:: EXTRAIT CHOISI ::

Obsessions sexuelles et hyperthymie
13/03/2011
Auteur : M Trybou
Anxiété / TOC > Thérapie individuelle pour le TOC
Elle décrit des lavages de mains dans l’enfance. Des premières pensées intrusives apparaissent à l’âge de 12 ans : "Mon cerveau me disait "zizi papa", je me forçais à penser à des amis et cela partait. Ca a duré un mois. J’ai toujours eu en filigrane la peur de faire du mal à des enfants, de mal m’en occuper, mais sans scénario clair, ou évitements".
De 18 à 25 ans, Mlle L. est à l’université et développe un Trouble d’Anxiété Généralisée : "Je n’avais pas de TOC mais j’étais hyper anxieuse pour les cours. Je devais appeler mes amis pour vérifier les cours, de peur des oublis, tellement j’étais stressée. C’était un catastrophisme perpétuel, et quand les examens étaient finis cela retombait. Ce n’était pas de l’anticipation mais la peur de ne pas donner assez, peur de regretter si je ne vais pas au bout des choses".

:::

» **ACTIVITÉS PROPOSÉES**:
**1)** Dans l'extrait sur le cas de Mlle L., relevez chaque occurrence du mot « peur » en citant le groupe complet qu'il introduit.
**2)** Rédigez la suite de l'extrait sur le cas de Mlle L. en reprenant juste après sa dernière phrase.
Les entrées ne sont pas nécessaires pour ces activités.

:: DONNÉES À ANALYSER ::

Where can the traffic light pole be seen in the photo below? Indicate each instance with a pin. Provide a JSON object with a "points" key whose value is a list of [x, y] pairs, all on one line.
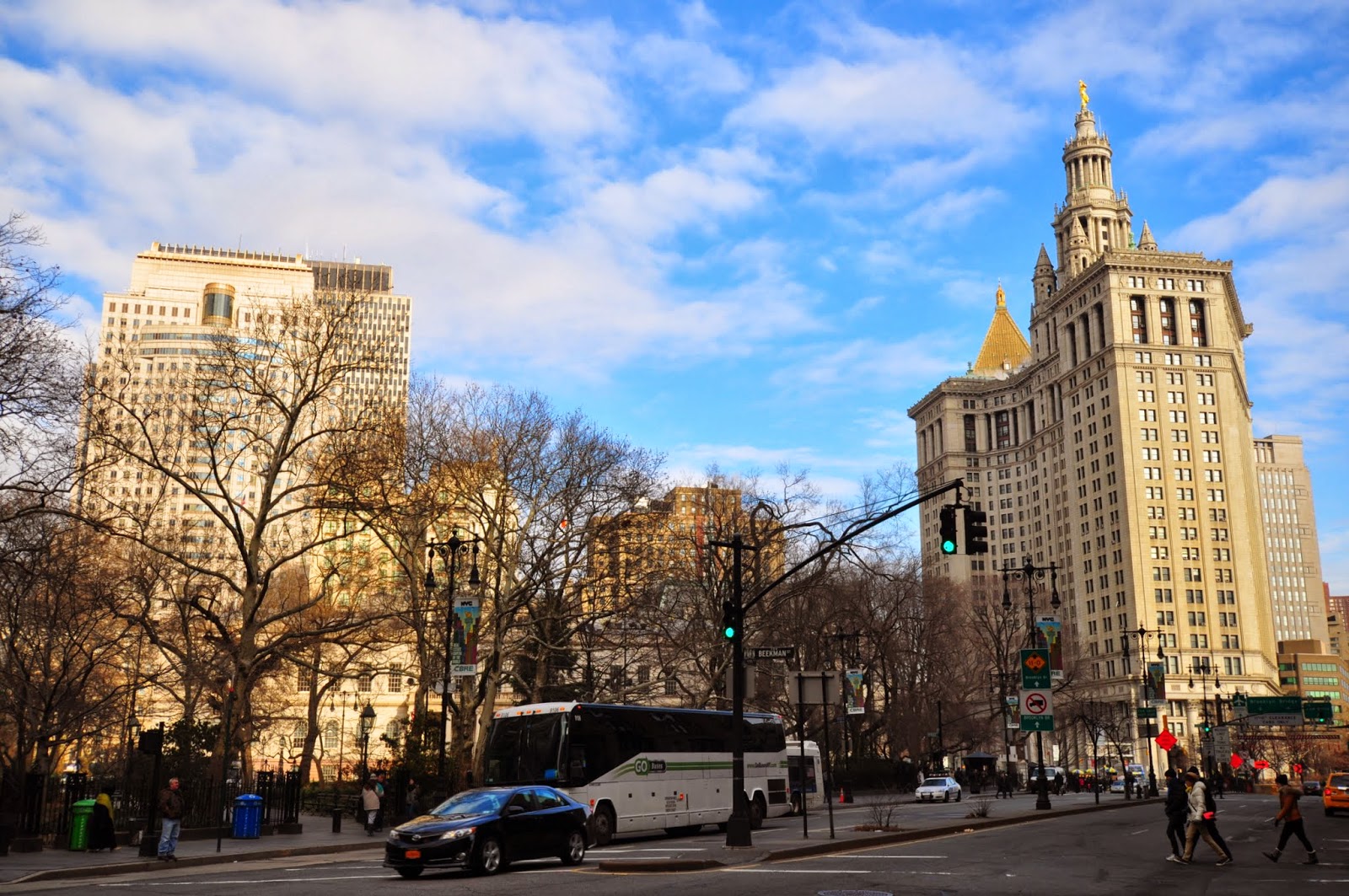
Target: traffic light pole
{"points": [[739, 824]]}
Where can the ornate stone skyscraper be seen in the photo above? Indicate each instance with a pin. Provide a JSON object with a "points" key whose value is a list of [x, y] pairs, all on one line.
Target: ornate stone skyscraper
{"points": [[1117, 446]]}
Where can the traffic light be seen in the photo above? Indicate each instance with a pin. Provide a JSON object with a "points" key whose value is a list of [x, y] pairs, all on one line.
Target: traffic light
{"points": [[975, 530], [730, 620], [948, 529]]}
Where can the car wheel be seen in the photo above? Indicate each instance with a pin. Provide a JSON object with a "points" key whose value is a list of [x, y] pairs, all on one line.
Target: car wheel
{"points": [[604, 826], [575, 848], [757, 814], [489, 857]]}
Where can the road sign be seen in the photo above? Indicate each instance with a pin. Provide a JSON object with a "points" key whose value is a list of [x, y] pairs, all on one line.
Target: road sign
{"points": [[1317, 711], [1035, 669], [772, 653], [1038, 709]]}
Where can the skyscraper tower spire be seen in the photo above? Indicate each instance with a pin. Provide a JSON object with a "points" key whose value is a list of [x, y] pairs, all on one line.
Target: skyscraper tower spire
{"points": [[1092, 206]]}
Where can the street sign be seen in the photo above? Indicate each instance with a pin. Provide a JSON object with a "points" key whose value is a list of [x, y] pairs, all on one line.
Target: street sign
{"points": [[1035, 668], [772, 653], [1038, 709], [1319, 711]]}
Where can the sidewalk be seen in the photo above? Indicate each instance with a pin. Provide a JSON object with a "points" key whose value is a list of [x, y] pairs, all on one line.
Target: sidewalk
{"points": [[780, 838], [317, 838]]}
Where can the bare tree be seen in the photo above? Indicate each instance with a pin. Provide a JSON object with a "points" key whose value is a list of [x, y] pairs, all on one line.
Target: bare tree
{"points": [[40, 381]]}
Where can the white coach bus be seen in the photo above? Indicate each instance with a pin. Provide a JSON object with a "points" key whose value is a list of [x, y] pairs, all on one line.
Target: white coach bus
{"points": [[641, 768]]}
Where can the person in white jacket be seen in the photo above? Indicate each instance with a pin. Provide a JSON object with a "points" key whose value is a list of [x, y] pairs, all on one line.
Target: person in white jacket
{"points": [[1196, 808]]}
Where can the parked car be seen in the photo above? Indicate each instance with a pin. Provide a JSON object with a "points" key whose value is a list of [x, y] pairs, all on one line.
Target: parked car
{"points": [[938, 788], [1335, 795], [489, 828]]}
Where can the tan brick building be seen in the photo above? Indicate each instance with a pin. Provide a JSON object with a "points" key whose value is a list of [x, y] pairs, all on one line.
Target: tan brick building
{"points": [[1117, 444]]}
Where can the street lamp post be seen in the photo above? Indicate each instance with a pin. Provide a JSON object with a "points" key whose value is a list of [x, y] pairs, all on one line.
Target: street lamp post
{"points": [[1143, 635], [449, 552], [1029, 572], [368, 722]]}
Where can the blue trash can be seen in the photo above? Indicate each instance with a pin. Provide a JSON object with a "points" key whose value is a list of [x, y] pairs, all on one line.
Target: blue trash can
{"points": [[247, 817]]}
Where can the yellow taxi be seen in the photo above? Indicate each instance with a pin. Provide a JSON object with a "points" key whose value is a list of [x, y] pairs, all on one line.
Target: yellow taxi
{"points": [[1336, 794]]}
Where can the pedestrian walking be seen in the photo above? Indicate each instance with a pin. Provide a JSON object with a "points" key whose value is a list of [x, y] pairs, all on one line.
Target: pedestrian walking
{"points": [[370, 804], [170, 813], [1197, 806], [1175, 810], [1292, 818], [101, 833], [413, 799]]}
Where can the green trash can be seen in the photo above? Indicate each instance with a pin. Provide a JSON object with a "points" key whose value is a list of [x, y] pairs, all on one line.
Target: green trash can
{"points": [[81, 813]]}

:::

» **RÉPONSES PAR ACTIVITÉ**:
**1)**
- la peur de faire du mal à des enfants, de mal m'en occuper
- de peur des oublis
- la peur de ne pas donner assez
- peur de regretter si je ne vais pas au bout des choses

**2)**
A 25 ans, un Etat Dépressif est trouvé, suite à une rupture amoureuse, avec tristesse et anhédonie, et dure un mois, jusqu’à ce qu’elle se fasse à l’idée que plus rien n’est possible avec cet homme.
A 27 ans, en regardant la photo d’une amie en maillot de bain sur internet et se dit subitement "Est ce que cela te fait quelque chose ? ". Elle regarde plus intensément la photo tout en se demandant pourquoi elle vérifie. Elle commence à vérifier les photos d’autres amies pour en avoir le coeur net, avec ressentis dans le bas ventre. "J’ai commencé à vérifier pendant des heures, puis c’est passé avec les vacances". D’autres pensées intrusives surviennent progressivement (peur d’être lesbienne ou incestueuse) associées à des rituels d’évitements de l’internet, des vérifications de ses propres sensations physiques (prendre son pouls pour voir si elle est excitée, se focaliser sur les sensations au niveau du bas ventre), des exercices forcés d’imagination de rapports sexuels pour voir si elle est excitée, des rituels de réassurance (questions multiples aux parents).
Aucun élément d’hypomanie ou cyclothymie n’est trouvé. En revanche, le questionnaire de tempérament hyperthymique montre un score significatif, ce qui est surprenant car hyperthymie et TOC vont rarement ensemble (les TOC se retrouvent plutôt chez les patients cyclothymiques).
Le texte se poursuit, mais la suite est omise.